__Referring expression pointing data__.
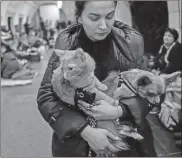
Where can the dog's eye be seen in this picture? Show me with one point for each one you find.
(151, 94)
(70, 69)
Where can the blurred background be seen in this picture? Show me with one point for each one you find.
(29, 29)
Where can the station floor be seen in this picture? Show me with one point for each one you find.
(24, 133)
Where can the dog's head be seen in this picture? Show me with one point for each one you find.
(147, 84)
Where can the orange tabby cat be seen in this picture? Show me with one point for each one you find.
(76, 70)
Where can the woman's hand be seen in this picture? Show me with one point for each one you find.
(101, 110)
(98, 139)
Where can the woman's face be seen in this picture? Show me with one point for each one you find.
(98, 18)
(168, 38)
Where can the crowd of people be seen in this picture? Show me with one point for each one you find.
(21, 48)
(114, 46)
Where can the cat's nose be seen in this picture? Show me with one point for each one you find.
(65, 76)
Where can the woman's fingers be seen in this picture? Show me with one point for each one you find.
(84, 104)
(112, 136)
(90, 113)
(112, 148)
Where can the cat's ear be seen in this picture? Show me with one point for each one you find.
(80, 54)
(59, 52)
(144, 81)
(171, 77)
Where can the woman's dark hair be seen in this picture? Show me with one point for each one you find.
(174, 32)
(79, 6)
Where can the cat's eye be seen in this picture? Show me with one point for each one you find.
(70, 69)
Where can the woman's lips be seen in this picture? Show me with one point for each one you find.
(102, 34)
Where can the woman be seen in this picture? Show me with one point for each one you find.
(114, 46)
(169, 58)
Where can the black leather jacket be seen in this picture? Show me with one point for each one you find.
(66, 122)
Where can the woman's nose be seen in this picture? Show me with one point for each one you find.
(103, 24)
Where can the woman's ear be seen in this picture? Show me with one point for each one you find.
(59, 52)
(80, 54)
(80, 20)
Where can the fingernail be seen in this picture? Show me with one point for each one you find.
(117, 138)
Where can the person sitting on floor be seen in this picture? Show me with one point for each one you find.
(11, 67)
(169, 57)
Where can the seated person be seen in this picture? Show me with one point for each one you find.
(178, 135)
(169, 58)
(11, 68)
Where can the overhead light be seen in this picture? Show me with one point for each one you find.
(59, 4)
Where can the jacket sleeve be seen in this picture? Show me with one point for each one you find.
(137, 106)
(68, 122)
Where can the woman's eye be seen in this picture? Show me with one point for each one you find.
(151, 94)
(94, 18)
(70, 69)
(110, 16)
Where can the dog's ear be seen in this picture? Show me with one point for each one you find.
(144, 81)
(168, 78)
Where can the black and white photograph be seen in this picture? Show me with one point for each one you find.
(91, 79)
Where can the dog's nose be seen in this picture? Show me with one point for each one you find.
(65, 81)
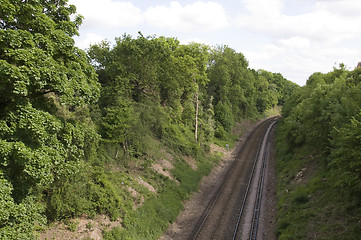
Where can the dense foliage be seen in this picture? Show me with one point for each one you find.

__Goal of the exercise__. A word-for-word repeat is expected of the lines from the one with "Where can the seated" to the end of the data, both included; pictures are not part of it.

__Exercise output__.
Where can the seated person be seen in this picture? Show me with one point for each one you find.
(178, 135)
(169, 58)
(11, 68)
Where can the overhead light be seen in this picture? Show me with one point for each one you find.
(59, 4)
Where can the jacket sleeve be seen in this picture? Show me with one point for each one you find.
(137, 106)
(68, 122)
Where can the woman's eye be seen in this picture? Show me with one point for each one you find.
(151, 94)
(94, 18)
(70, 69)
(110, 16)
Where can the dog's ear be seen in this picture? Show me with one point for each one you find.
(144, 81)
(168, 78)
Where can the black and white photograph be seen in this picture? Show me with one point for each one you find.
(91, 79)
Where can the dog's nose be seen in this picture? Show me with one point for each one you find.
(65, 81)
Where can the dense foliage be seen in this picture? Show me with one point for each one you find.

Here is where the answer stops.